Records from a data collection
#####
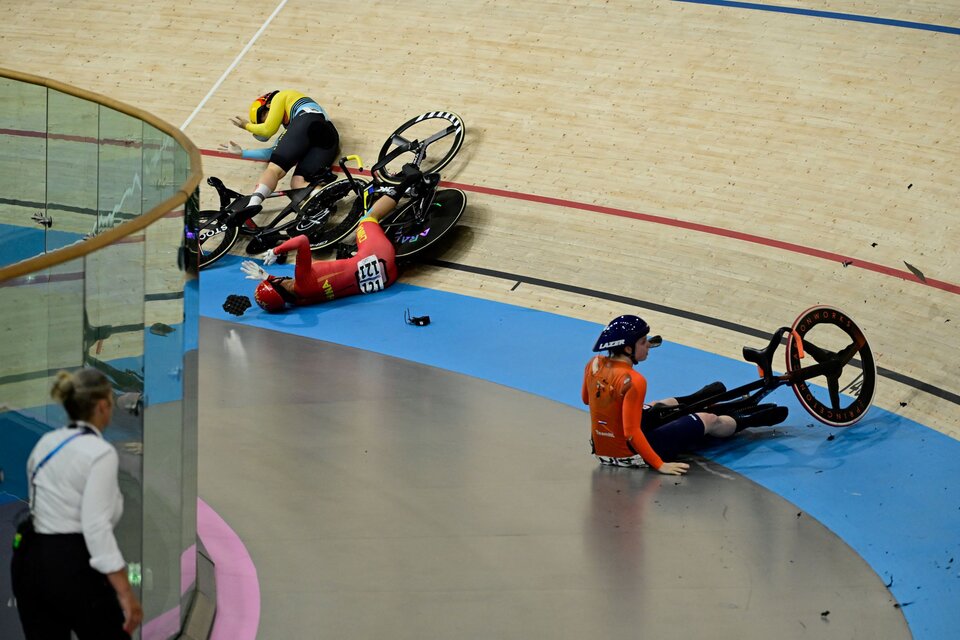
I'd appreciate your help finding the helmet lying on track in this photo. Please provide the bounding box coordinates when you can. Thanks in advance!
[253,276,293,313]
[250,91,279,124]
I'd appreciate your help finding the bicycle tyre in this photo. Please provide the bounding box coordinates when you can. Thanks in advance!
[377,111,467,182]
[382,189,467,259]
[786,305,877,427]
[197,209,240,269]
[294,178,370,250]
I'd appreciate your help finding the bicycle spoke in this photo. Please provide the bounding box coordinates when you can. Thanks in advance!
[827,376,842,411]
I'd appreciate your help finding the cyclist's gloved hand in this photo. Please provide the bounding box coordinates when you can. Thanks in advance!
[240,260,270,280]
[397,162,423,196]
[217,140,243,156]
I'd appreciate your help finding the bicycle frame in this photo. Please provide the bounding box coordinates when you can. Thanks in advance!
[662,320,867,426]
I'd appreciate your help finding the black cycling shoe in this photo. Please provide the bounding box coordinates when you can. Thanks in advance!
[730,404,789,431]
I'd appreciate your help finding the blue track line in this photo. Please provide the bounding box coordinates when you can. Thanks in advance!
[674,0,960,36]
[200,256,960,640]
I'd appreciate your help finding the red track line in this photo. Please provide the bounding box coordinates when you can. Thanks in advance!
[201,150,960,294]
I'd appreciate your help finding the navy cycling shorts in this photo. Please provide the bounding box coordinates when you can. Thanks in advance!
[643,413,705,460]
[270,113,340,181]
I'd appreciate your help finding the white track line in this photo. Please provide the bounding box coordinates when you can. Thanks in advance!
[180,0,287,131]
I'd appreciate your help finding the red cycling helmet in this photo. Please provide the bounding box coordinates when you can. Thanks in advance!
[250,91,279,124]
[253,277,291,313]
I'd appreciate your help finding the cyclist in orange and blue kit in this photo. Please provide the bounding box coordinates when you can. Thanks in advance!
[220,89,340,211]
[581,315,787,475]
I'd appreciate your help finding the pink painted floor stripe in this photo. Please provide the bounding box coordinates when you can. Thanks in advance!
[197,499,260,640]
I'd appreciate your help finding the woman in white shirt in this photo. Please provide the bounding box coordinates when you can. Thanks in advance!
[11,369,143,640]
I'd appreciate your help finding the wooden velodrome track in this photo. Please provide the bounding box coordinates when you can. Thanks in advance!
[0,0,960,424]
[0,0,960,437]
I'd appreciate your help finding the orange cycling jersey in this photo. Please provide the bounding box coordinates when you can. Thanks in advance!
[582,356,663,469]
[274,217,397,305]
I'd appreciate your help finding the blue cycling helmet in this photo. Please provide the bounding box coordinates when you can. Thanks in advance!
[593,316,650,351]
[593,316,663,364]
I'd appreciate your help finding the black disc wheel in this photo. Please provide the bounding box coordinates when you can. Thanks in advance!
[377,111,466,182]
[381,189,467,259]
[195,210,240,269]
[787,306,877,427]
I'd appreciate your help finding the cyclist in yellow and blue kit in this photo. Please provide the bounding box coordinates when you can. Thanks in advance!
[220,89,340,209]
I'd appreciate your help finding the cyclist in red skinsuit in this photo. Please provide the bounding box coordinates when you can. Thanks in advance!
[255,216,397,311]
[581,315,787,475]
[242,169,422,312]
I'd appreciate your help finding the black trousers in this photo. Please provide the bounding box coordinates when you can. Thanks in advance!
[10,533,130,640]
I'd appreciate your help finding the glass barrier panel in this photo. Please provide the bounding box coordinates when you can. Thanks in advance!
[0,78,48,268]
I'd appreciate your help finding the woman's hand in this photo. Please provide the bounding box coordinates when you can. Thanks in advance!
[217,140,243,156]
[657,462,690,476]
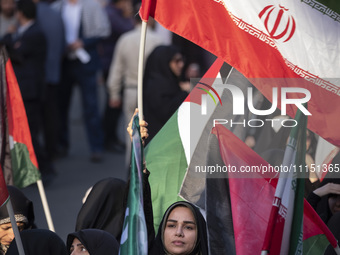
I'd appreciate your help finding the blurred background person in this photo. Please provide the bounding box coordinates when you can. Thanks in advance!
[107,4,162,167]
[143,46,190,142]
[98,0,134,152]
[0,185,35,254]
[53,0,110,162]
[0,0,18,40]
[6,229,69,255]
[34,0,65,165]
[67,229,119,255]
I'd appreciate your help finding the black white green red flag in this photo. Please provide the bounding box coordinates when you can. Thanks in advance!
[141,0,340,146]
[119,115,148,255]
[0,47,41,188]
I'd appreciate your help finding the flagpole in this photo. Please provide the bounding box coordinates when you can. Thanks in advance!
[37,180,55,232]
[138,21,148,121]
[334,245,340,255]
[6,199,25,255]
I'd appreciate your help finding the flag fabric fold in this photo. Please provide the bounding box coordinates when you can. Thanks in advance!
[0,47,41,188]
[211,116,337,255]
[145,59,223,230]
[119,116,148,255]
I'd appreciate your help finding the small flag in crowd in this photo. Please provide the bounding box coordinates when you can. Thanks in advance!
[0,46,41,188]
[119,115,148,255]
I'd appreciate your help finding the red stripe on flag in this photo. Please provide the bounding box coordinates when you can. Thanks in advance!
[6,59,38,168]
[141,0,340,146]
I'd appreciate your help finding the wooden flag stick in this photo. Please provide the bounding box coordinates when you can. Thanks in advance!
[6,199,25,255]
[137,21,147,121]
[37,180,55,232]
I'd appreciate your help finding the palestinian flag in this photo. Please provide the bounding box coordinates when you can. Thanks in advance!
[0,47,41,188]
[119,116,148,255]
[140,0,340,146]
[145,59,223,230]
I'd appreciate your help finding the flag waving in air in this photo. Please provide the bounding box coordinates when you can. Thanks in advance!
[119,115,148,255]
[210,118,337,255]
[0,47,41,188]
[140,0,340,145]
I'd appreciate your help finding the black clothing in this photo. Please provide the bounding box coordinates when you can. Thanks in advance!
[67,229,119,255]
[143,46,188,142]
[6,229,69,255]
[0,185,34,229]
[149,201,208,255]
[76,177,127,241]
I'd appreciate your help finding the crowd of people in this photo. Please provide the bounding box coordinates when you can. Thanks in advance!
[0,0,209,180]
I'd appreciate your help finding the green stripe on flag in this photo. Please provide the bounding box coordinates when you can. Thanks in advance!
[145,110,188,231]
[11,143,41,188]
[119,116,148,255]
[301,0,340,22]
[303,234,329,255]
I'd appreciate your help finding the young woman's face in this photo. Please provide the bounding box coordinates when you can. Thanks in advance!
[169,53,184,77]
[0,222,25,245]
[70,238,90,255]
[163,206,197,255]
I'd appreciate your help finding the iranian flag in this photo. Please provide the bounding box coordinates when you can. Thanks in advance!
[211,118,337,255]
[119,116,148,255]
[0,47,40,188]
[140,0,340,146]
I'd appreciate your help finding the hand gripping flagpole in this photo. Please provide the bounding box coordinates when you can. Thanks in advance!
[6,198,25,255]
[138,21,147,121]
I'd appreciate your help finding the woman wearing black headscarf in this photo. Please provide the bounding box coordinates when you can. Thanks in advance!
[0,185,34,254]
[76,177,127,241]
[6,229,69,255]
[149,201,208,255]
[66,229,119,255]
[143,46,190,142]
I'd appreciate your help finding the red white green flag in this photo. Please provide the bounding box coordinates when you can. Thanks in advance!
[140,0,340,146]
[211,122,337,255]
[0,47,41,188]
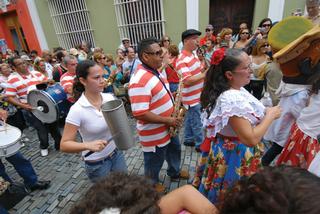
#####
* [Problem details]: How many lines in the rows above contain the string "cycling"? Case counts, and the reply should be only the number.

* [Solution below]: 5